═══ DATA FOR PROCESSING ═══

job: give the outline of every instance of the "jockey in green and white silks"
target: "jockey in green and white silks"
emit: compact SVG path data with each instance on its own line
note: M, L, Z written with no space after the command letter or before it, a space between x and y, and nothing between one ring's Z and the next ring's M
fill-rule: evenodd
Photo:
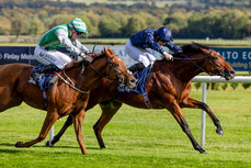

═══

#### GIVEN REQUEST:
Return every line above word for word, but leave the picture out.

#### RESPONSE:
job: give the outline of every instance of the "jockey in green and white silks"
target: "jockey in green and white silks"
emit: compact SVG path data with each instance on its own line
note: M, L, Z written with no space after the command letter or before it, a space between x and y, and nothing between one ring's Z and the next ring's M
fill-rule: evenodd
Photo:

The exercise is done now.